***** Quoted passage

# 425B

## Description

A matrix with $n$ rows and $m$ columns consists of 1s and 0s. ($1\leq n,m \leq 100$) We are asked to change the matrix with less than $k$ operations. ($1\leq k \leq 10$) After the change, every connected region is a rectangle. Output the minimal number of operations needed.

## Tutorial

The final matrix must look like a chess board but with rectangles of 1s and 0s instead of squares of black and white. So there is a vector $x$ has $n$ values can serve as a pattern of each column. Every column either the same as $x$ or different with $x$ in every value. If we found $x$, we can easily use greedy to decide how many operations we need to change each column into $x$ or its counter part.

Posit $n \leq m$. There are two situations. The first is $n > k$, which means some columns cannot be modified, since $m > k$ (because $n \leq m$ and $n > k$). If we modify each column, we must use more than $k$ operations which is not allowed. So we just enumerate each column as $x$ and calculate the answer.

The second situation is $n \leq k$. Since $k \leq 10$, we can just enumerate all the possible $x$ with $O(2^n)$, and use the same method to calculate the answer.

## Solution

#include <cstdio>
#include <algorithm>
using namespace std;

const int MAX_N = 110;
const int MAX_M = 110;

int n, m, opr_num;
int f[MAX_N][MAX_M];
int vec[MAX_N];

void make(int bits)

**********
***** Excerpted data

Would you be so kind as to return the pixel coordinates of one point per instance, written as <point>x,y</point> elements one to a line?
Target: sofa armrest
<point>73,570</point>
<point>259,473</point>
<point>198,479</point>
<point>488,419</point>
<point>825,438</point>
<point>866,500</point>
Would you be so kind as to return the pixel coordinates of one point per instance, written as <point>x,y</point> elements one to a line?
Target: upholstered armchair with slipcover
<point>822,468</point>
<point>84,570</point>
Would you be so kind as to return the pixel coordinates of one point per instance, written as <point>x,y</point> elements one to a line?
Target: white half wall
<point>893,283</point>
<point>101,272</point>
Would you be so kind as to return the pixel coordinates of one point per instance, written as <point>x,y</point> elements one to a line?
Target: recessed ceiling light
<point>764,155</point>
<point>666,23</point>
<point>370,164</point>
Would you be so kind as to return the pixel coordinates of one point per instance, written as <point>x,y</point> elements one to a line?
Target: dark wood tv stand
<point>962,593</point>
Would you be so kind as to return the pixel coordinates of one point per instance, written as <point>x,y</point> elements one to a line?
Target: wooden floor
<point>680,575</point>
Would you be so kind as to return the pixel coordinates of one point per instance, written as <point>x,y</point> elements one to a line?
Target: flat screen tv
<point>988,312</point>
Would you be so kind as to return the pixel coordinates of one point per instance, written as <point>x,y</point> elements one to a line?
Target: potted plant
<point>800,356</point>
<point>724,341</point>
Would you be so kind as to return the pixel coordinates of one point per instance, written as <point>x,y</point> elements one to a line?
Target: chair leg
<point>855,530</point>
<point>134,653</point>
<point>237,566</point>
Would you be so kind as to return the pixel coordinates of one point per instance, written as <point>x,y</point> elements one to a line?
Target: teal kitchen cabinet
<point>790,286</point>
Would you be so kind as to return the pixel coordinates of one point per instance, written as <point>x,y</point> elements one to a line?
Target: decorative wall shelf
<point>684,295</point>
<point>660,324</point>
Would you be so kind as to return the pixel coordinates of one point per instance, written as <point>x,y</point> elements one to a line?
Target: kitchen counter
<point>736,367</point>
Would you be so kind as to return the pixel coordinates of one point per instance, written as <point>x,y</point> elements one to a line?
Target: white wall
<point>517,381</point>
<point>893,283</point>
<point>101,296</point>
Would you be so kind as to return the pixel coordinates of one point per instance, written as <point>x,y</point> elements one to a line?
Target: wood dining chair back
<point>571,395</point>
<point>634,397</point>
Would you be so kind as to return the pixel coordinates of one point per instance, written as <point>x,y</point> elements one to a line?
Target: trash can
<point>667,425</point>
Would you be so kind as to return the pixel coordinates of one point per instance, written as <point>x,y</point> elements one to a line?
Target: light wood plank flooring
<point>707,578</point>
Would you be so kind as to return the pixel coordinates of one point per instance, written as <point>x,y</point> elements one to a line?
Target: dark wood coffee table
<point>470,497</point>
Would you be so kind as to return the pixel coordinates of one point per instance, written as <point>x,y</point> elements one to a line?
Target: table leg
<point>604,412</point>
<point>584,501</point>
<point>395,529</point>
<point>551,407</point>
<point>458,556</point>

**********

### Complete the following
A - Print the passage of the problem 425B writeup from "## Description" to "its counter part.".
B - Carry on the problem 425B writeup from the point at which it stops.

### Answers for the exercise
A -
## Description

A matrix with $n$ rows and $m$ columns consists of 1s and 0s. ($1\leq n,m \leq 100$) We are asked to change the matrix with less than $k$ operations. ($1\leq k \leq 10$) After the change, every connected region is a rectangle. Output the minimal number of operations needed.

## Tutorial

The final matrix must look like a chess board but with rectangles of 1s and 0s instead of squares of black and white. So there is a vector $x$ has $n$ values can serve as a pattern of each column. Every column either the same as $x$ or different with $x$ in every value. If we found $x$, we can easily use greedy to decide how many operations we need to change each column into $x$ or its counter part.

B -
{
int i = 0;
while (bits)
{
vec[i++] = bits & 1;
bits >>= 1;
}
}

int work()
{
int ret = 0;
for (int i = 0; i < m; i++)
{
int same = 0;
int diff = 0;
for (int j = 0; j < n; j++)
{
if (vec[j] == f[j][i])
{
same++;
}else
{
diff++;
}
}
ret += min(same, diff);
}
return ret;
}

int main()
{
//input
scanf("%d%d%d", &n, &m, &opr_num);
for (int i = 0; i < n; i++)
{
for (int j = 0; j < m; j++)
{
if (m > n)
{
scanf("%d", &f[i][j]);
}else
{
scanf("%d", &f[j][i]);
}
}
}
if (n > m)
{
swap(m, n);
}

//work
int ans = n * m;
if (n <= opr_num)
{
for (int i = 0; i < (1 << n); i++)
{
make(i);
ans = min(ans, work());
}
}else
{
for (int i = 0; i < m; i++)
{
for (int j = 0; j < n; j++)
{
vec[j] = f[j][i];
}
ans = min(ans, work());
}
}
if (ans > opr_num)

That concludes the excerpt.